> **TASK DIRECTIONS**
Copy out each line of the data below in which the string "every" appears.

Dataset entries
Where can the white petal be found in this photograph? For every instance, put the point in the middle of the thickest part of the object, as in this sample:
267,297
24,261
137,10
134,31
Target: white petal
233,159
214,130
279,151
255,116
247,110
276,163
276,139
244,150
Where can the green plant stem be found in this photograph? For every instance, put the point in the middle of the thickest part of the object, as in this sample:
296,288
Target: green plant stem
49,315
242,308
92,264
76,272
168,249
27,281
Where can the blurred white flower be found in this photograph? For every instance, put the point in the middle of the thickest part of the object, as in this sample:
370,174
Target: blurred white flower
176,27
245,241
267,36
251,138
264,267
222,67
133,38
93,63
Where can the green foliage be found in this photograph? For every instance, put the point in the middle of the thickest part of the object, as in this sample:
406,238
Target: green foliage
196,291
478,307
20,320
==
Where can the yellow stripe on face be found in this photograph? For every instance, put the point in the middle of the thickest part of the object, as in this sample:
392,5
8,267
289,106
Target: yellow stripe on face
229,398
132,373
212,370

> **RESULT OF THE EXERCISE**
Where can the white petal be found in this photograph? For every instance, put the point in the middle of the thickest part of the object, as in this sample:
Where can the green plant stem be found in this photograph? For every instance, put the point in the middle of the thickest part of the object, as in this sample:
Where can the blurred white flower be found in this photograph? For every instance, put the point in the middle of the thickest part of the object, as in this sample:
Where can the green foliage be found in this photograph? For every instance, put the point in the middle of the thickest part of the object, as in this sample:
Where can the yellow stripe on face be found in this photograph? For every instance, put the point in the middle of the thickest part of the object, as in this sample:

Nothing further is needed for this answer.